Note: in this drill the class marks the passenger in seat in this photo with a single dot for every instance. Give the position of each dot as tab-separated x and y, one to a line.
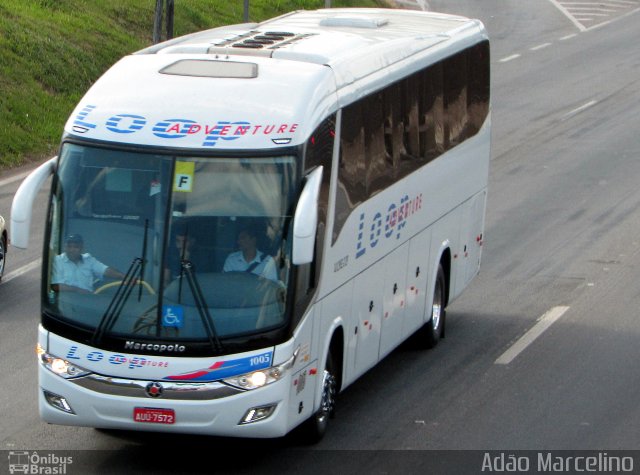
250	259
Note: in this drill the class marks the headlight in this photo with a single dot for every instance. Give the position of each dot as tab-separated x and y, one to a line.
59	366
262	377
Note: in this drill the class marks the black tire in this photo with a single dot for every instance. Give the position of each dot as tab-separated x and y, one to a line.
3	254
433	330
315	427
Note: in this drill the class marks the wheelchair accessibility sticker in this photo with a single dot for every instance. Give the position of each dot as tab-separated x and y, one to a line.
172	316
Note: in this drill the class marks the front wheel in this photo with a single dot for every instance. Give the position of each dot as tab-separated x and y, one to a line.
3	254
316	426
☆ ☆ ☆ ☆ ☆
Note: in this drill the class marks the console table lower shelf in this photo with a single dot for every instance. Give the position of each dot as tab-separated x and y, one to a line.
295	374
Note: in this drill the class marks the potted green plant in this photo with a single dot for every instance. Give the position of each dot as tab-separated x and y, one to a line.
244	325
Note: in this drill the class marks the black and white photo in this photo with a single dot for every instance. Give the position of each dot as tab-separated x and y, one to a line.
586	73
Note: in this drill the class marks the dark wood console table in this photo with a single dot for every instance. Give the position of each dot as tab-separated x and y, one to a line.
☆ ☆ ☆ ☆ ☆
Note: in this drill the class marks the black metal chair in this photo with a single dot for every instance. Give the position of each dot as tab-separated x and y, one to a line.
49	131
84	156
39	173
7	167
☆ ☆ ☆ ☆ ☆
— Task to carry out —
Each line in the entries above, starting at the line with "Note: in this drill the class marks the black and" and ending at the line with "Note: in this drill the class marks the dark", is to be printed exactly, and only those lines.

— Answer to this problem —
Note: in this drill the class marks the black and white photo in this photo with a single dot for every instance. Give the position of each dot as tab-separated x and y, one to a line.
586	73
Note: in this drill the class marks the dark wood console table in this photo with a single dot for every instance. Give the position of each dot as tab-separated x and y, one to a line.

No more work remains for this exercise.